**PROBLEM STATEMENT:**
Extend the passage below on Johanna's experience commercializing regenerative medicine, picking up right after its last sentence.

**READING PASSAGE:**
Continuing to learn from launches

Last year, Enzyvant launched and commercialised a regenerative medicine in the US, which presented further opportunities for Johanna to learn and grow. For instance, she cites the importance of always talking ‘about a win-win proposition with our key stakeholders’ – something that is true not just of Big Pharma, where there are many customers, but even in commercialising regenerative medicine, ‘which is a very innovative place where not everyone has been able to launch drugs.’ Knowing what constitutes a win-win proposition in the long term for academic centres and payers has allowed Johanna to evolve the business. From patients receiving treatment to academic researchers, Johanna stresses the importance of stakeholders ‘feeling that we are there to support them’ while offering a strong value proposition.


How to approach team building?

When it comes to building teams in the smaller regenerative medicine space, you cannot afford ‘the luxury of having people that are not consistently high performers.’ In more agile fields, it is especially important to ensure that your talent is multifaceted. ‘I call it coach manager: the coach that can lead the multi-functional team’ while also thinking long-term. For Johanna, having analytical thinkers on the team ‘is key, because at the end of the day we are trying to combine a value proposition that will make sense for everybody in the market but also for the company.’ In such setups, high performers must be willing to work hard in implementation as well as strategy.

**DATA SECTION:**

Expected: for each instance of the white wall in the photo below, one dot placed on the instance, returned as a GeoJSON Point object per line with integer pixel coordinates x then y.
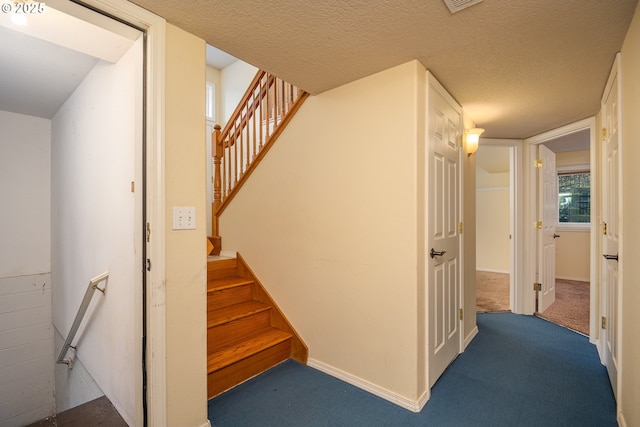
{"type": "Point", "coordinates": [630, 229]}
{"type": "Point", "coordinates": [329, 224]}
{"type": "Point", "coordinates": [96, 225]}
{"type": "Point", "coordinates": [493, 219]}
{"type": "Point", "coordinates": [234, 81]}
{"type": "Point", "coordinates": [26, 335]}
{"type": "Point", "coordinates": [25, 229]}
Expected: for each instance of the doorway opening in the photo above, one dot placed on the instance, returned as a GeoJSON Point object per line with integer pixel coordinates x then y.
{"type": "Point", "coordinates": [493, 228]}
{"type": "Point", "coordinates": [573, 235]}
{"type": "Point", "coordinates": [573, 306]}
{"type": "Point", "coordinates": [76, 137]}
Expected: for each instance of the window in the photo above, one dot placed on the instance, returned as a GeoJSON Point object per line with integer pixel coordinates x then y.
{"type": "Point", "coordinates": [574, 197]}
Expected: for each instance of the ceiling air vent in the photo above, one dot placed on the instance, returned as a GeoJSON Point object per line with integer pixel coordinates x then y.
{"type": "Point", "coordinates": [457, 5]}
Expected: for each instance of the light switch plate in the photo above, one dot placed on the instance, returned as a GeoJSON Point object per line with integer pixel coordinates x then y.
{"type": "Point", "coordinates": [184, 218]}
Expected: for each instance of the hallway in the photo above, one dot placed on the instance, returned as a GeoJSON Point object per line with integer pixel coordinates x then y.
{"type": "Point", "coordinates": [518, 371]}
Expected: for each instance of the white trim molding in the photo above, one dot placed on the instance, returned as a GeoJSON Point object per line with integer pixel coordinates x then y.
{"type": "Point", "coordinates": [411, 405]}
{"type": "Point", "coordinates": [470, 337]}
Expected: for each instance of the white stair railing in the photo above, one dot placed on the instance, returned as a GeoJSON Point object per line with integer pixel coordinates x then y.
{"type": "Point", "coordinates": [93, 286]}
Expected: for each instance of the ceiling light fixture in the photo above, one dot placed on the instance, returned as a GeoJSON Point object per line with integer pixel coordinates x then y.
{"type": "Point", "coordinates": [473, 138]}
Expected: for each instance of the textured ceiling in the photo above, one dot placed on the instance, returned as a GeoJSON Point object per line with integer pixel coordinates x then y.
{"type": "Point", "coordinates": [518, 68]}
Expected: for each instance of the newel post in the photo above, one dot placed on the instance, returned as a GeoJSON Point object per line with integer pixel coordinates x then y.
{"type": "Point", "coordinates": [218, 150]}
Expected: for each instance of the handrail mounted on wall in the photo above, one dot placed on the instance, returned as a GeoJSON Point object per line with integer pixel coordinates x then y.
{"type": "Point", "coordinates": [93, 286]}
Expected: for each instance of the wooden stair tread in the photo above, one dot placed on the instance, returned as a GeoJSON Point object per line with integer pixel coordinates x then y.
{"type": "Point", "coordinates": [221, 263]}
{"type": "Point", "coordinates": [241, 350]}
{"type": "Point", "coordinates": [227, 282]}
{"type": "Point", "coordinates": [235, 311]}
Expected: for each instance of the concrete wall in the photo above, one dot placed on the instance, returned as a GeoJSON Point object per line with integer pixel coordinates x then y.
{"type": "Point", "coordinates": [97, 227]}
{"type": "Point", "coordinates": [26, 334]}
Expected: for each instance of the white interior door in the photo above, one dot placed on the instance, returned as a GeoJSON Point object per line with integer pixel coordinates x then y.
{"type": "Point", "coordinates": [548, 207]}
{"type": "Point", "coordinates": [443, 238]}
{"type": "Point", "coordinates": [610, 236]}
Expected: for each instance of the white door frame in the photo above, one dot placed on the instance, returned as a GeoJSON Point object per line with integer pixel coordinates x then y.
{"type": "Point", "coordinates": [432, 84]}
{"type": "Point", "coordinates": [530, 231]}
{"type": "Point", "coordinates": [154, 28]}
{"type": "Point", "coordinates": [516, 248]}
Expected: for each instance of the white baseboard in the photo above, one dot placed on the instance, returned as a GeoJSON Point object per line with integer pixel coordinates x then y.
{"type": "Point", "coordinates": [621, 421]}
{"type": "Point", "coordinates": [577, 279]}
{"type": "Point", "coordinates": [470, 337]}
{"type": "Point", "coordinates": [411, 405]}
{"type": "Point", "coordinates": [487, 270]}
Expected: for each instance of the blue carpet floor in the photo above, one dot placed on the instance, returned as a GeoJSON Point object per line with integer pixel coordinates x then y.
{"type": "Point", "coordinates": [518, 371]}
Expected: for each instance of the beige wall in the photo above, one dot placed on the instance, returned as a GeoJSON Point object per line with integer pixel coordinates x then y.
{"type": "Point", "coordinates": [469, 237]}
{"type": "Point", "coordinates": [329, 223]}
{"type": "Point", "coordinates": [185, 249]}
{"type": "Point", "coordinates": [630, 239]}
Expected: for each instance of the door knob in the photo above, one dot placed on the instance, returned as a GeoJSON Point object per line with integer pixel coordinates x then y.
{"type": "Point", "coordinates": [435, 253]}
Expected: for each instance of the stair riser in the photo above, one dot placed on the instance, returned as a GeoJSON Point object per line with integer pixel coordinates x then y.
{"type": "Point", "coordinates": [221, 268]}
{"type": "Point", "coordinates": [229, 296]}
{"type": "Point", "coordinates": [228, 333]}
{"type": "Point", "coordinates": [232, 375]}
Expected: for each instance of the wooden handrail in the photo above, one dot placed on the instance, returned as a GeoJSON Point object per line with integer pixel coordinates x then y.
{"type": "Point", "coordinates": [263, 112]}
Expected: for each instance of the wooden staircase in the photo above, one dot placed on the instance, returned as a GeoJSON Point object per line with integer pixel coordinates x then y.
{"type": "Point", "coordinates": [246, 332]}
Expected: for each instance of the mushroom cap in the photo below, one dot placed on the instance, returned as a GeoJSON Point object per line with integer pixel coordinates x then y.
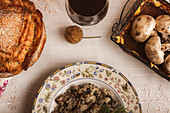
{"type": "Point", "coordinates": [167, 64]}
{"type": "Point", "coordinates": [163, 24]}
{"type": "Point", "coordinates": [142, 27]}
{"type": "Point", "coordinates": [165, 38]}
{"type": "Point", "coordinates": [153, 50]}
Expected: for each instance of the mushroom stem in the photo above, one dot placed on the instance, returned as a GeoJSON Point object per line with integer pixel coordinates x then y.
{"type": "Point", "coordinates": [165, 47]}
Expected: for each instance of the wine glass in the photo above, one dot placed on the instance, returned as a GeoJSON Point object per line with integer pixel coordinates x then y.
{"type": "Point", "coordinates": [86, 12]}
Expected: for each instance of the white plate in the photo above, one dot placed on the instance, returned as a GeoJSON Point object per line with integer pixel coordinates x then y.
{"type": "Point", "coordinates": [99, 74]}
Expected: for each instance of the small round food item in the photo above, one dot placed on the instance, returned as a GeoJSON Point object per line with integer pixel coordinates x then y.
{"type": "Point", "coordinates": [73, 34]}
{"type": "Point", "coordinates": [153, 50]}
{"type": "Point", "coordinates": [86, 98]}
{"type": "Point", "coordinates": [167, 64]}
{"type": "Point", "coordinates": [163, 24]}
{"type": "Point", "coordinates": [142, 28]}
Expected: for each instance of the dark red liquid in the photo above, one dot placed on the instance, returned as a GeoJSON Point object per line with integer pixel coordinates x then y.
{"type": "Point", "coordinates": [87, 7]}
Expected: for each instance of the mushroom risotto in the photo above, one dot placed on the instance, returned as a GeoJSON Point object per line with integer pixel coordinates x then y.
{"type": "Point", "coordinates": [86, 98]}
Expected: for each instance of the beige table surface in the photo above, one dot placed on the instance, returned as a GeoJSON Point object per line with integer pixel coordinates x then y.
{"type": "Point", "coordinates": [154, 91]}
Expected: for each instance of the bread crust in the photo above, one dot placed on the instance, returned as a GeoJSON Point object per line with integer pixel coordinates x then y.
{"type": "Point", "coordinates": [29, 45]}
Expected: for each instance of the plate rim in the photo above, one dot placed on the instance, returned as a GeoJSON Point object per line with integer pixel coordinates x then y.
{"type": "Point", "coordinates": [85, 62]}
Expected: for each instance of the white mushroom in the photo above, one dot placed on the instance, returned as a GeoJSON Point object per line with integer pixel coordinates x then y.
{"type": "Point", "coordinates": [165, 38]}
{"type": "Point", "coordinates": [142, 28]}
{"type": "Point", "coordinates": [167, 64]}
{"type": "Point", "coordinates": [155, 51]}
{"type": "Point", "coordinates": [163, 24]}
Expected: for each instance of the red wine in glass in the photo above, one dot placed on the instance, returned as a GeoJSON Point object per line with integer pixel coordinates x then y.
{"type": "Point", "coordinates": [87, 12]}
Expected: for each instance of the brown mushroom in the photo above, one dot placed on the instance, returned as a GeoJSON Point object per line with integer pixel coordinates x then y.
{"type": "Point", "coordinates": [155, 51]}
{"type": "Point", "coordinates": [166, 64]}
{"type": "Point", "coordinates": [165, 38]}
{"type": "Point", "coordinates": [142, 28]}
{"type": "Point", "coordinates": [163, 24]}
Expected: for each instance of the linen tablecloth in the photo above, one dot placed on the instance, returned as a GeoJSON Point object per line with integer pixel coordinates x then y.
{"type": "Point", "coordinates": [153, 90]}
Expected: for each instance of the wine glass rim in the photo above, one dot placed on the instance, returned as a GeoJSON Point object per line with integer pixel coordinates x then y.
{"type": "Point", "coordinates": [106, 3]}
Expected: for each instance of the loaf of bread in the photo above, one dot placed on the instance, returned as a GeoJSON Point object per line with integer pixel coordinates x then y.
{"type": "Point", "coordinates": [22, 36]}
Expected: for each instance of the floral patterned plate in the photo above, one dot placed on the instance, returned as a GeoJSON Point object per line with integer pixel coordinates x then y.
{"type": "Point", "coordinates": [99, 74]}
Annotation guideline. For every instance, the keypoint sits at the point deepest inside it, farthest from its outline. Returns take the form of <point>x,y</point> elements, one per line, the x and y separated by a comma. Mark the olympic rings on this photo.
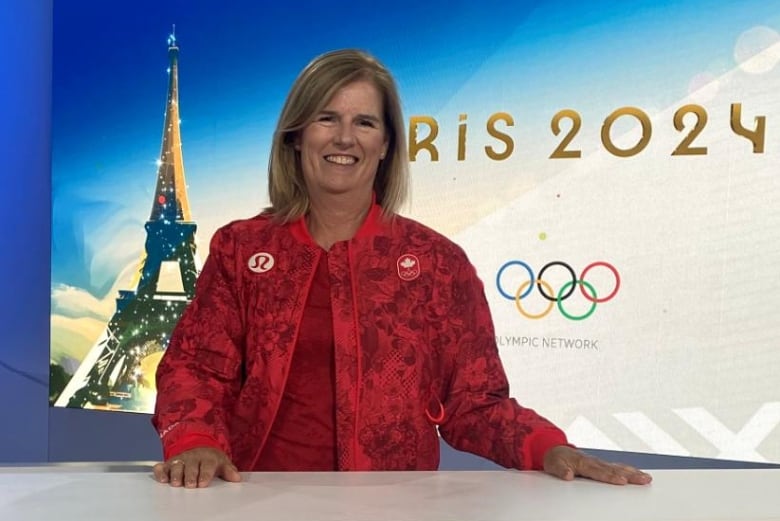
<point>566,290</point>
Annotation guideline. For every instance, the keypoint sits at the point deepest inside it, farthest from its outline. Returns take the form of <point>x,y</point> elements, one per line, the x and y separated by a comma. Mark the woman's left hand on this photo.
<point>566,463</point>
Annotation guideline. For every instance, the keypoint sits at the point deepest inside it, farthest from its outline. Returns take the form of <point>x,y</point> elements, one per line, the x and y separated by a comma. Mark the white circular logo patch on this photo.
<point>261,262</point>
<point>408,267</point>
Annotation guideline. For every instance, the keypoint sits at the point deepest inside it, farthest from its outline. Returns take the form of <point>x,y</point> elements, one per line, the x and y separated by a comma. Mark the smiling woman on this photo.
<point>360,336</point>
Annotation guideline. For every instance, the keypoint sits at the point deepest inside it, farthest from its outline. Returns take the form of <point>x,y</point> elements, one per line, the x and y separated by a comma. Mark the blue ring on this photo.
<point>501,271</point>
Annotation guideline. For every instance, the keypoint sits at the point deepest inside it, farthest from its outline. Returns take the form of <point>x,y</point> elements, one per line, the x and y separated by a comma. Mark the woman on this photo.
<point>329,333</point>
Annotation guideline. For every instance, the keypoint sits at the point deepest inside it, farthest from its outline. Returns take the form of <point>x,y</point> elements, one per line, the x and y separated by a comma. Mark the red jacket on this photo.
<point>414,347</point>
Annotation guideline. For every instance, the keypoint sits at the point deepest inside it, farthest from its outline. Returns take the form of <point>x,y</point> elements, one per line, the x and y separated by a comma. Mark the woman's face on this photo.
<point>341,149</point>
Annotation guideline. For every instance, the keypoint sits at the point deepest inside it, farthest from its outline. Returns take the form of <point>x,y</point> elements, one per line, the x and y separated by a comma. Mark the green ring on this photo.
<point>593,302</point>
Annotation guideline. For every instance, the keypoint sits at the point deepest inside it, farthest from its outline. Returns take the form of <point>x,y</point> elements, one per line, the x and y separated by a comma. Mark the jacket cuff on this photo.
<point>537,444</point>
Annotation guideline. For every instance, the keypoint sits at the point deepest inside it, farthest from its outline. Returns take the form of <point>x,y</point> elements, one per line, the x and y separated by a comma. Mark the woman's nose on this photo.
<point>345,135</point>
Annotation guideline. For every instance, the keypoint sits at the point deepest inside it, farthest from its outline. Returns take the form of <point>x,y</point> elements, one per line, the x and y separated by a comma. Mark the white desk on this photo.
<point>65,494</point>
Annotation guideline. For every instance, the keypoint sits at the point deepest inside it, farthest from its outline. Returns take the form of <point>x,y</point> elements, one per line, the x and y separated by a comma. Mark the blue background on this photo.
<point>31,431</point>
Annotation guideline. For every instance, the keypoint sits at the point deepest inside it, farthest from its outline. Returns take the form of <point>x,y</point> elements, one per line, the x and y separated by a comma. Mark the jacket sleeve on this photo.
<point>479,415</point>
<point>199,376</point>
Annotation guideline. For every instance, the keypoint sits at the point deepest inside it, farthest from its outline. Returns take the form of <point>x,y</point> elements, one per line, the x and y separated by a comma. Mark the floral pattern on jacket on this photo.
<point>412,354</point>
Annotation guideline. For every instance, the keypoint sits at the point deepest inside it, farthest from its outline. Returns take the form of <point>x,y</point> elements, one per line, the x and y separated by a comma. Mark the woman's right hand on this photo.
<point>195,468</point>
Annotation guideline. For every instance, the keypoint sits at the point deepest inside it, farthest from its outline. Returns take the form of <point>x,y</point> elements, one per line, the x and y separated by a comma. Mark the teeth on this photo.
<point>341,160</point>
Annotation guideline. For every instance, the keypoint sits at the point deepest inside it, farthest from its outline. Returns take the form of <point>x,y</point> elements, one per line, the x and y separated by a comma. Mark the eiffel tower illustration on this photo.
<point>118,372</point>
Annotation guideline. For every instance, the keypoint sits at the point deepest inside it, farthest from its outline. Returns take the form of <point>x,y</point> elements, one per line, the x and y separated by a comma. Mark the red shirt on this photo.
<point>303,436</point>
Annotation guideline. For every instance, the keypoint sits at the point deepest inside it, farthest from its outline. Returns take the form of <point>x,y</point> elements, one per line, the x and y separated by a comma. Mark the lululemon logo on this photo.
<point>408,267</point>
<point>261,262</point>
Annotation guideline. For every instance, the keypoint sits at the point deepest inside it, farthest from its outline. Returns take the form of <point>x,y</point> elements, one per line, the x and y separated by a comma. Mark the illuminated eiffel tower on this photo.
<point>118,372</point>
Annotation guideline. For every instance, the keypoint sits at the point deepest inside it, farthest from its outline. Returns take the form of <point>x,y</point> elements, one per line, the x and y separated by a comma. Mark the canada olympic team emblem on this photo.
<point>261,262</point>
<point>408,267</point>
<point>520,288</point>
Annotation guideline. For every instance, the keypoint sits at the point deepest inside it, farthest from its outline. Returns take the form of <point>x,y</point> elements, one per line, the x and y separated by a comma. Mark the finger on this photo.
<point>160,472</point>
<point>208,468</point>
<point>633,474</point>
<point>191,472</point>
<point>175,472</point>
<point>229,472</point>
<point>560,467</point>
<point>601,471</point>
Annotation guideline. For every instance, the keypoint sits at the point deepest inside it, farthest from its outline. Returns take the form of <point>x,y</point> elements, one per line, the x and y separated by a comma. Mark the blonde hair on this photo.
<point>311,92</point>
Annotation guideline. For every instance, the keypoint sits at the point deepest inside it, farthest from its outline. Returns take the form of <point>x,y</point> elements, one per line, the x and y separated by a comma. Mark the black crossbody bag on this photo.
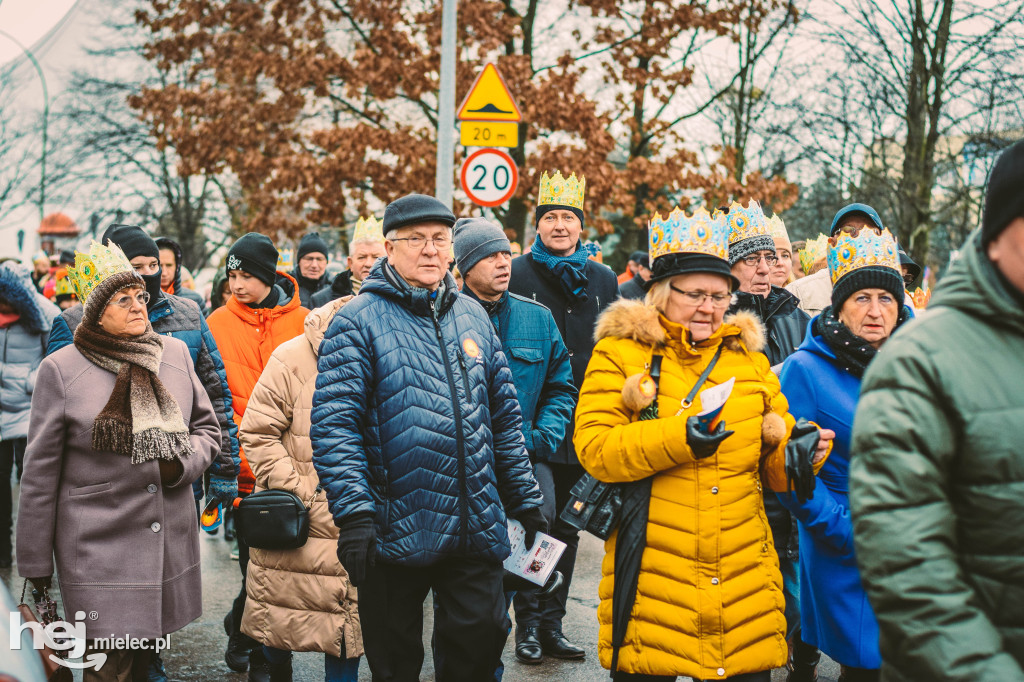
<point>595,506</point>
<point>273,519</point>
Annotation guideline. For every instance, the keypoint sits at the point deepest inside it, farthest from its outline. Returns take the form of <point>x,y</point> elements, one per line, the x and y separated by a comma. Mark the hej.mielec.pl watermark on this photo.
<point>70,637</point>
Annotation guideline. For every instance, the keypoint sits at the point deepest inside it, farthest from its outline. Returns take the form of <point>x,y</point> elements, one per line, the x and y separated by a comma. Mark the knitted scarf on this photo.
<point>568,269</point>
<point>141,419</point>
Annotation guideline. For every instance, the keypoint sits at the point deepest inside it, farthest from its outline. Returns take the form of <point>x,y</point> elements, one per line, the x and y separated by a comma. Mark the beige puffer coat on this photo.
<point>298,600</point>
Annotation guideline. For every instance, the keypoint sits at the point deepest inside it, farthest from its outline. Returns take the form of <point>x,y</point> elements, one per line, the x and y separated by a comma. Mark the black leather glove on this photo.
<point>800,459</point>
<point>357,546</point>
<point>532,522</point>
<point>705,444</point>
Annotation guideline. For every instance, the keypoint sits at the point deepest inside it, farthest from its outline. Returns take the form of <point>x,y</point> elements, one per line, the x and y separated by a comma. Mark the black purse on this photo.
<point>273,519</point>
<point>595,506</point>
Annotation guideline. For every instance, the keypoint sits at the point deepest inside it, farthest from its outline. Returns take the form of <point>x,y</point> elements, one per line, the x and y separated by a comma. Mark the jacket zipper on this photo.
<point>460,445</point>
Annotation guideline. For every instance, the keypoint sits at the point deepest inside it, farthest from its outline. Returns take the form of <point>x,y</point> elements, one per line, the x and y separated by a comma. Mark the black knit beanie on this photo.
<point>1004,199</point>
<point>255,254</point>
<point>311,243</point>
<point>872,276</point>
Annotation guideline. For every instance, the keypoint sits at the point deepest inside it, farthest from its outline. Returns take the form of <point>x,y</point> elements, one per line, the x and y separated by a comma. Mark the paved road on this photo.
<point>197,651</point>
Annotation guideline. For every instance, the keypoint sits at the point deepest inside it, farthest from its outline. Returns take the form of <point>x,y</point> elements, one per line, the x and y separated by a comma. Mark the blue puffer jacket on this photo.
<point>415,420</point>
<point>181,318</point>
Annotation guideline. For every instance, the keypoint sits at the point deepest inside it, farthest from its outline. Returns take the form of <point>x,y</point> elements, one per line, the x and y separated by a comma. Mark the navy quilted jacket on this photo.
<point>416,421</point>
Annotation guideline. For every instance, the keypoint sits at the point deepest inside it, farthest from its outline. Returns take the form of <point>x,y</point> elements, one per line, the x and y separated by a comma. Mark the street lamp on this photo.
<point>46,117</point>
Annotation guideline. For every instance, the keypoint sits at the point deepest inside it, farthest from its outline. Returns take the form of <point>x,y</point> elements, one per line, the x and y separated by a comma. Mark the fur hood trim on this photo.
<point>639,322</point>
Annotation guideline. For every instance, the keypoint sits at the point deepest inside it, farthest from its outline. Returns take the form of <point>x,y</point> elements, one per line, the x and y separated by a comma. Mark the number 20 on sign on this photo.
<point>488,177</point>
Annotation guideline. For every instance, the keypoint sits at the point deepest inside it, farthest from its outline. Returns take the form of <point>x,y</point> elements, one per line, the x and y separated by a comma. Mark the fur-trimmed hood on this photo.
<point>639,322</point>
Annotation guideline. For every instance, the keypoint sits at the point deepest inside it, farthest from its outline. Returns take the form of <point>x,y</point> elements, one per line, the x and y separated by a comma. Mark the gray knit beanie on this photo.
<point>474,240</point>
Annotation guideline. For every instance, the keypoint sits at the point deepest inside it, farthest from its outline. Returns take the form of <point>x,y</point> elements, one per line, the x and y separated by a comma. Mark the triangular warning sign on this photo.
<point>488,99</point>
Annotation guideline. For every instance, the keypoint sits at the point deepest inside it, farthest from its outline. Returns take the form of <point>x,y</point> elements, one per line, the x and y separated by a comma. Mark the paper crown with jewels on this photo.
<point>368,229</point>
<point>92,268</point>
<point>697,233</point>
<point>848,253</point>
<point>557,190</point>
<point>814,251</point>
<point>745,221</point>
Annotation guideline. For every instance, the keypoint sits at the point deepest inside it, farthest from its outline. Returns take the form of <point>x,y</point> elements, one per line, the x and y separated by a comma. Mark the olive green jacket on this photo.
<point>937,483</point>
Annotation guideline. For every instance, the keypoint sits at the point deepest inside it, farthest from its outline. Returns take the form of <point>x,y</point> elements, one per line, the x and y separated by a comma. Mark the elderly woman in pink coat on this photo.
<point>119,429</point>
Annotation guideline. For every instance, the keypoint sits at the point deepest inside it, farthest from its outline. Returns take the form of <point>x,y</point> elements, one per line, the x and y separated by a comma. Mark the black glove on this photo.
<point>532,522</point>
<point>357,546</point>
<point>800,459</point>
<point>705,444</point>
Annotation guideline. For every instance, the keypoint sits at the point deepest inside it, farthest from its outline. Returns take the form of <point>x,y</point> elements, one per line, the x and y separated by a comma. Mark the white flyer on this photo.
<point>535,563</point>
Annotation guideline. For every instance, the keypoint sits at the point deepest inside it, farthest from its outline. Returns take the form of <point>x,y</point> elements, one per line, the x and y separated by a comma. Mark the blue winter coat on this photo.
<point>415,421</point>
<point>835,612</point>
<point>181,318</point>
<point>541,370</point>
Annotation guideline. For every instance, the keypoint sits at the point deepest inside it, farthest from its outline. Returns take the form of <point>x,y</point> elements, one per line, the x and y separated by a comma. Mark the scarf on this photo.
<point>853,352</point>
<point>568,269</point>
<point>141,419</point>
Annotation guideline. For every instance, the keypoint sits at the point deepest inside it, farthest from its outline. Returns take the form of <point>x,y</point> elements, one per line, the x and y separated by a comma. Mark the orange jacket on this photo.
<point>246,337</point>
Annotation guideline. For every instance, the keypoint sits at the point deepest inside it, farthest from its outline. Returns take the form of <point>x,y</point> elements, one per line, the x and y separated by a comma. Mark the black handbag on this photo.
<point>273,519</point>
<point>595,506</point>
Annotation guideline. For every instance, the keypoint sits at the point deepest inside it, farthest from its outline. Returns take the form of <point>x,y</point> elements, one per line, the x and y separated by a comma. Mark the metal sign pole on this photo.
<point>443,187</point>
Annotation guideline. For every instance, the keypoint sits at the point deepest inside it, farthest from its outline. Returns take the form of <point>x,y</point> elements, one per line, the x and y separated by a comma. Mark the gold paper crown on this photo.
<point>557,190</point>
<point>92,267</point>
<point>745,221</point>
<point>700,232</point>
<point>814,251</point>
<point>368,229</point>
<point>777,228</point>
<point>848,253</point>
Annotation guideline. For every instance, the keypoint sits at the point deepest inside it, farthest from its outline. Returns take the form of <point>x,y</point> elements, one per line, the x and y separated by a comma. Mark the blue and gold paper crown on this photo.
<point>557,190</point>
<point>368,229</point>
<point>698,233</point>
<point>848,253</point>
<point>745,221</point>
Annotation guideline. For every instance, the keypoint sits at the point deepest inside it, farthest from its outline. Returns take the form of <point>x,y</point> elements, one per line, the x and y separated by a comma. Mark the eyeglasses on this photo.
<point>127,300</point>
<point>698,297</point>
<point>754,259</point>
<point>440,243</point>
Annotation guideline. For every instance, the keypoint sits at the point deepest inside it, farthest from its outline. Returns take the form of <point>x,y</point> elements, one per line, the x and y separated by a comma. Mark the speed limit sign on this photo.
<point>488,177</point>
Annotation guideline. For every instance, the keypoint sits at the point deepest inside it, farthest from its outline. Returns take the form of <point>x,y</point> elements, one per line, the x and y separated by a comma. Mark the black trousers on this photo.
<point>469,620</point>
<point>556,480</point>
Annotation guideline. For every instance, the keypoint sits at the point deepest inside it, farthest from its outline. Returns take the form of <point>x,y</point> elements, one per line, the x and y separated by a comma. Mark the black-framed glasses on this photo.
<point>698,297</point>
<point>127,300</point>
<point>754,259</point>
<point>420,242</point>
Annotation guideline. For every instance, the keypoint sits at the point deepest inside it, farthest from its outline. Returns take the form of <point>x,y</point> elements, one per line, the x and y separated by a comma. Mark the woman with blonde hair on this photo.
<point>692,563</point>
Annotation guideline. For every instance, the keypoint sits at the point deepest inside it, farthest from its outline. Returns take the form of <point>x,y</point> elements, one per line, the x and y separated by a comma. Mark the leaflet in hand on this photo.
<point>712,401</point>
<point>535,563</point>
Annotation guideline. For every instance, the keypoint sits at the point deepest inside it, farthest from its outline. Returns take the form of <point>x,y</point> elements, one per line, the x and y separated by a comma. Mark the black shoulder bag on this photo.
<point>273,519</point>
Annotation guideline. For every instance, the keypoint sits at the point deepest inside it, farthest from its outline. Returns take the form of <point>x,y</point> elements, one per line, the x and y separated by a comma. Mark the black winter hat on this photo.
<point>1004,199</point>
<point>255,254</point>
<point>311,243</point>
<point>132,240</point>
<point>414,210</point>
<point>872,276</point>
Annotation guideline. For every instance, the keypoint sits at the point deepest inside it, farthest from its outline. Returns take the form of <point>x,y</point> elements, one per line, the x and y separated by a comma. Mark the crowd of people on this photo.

**RESPONSE AREA:**
As for building commercial teams, Johanna likes to combine trusted members of her professional network with new talent. Access to the latter is particularly important for CCOs in small biotech; ‘you can’t afford to drag with suboptimal performance.’ Working with recruiters can be especially useful ‘to ensure that I can tell them the kind of talent I need,’ Johanna notes.


Getting the timing right

How to time the launch is yet another learning that Johanna has taken from her time at Novartis. ‘I understand that in a smaller company, commercialising early can be difficult to justify for investors, but it’s the best investment you can do,’ she explains. An asset in Phase Two might not launch for another five years, so Johanna recommends having someone strategic ‘from the commercial point of view to understand that the Target Product Profile that you are going to put in your Phase Three maximises the value of the asset.’


Two years out from a commercial launch is the time to have people examining your product ‘from the access point of view’ – that is, how patients and physicians will use it. ‘Trust me, two years goes super fast,’ Johanna says. ‘It’s not only [about] having the people but understanding where the resources that you need are’ that will ensure success in the long run.


What trends are on the horizon for biotech and Big Pharma alike?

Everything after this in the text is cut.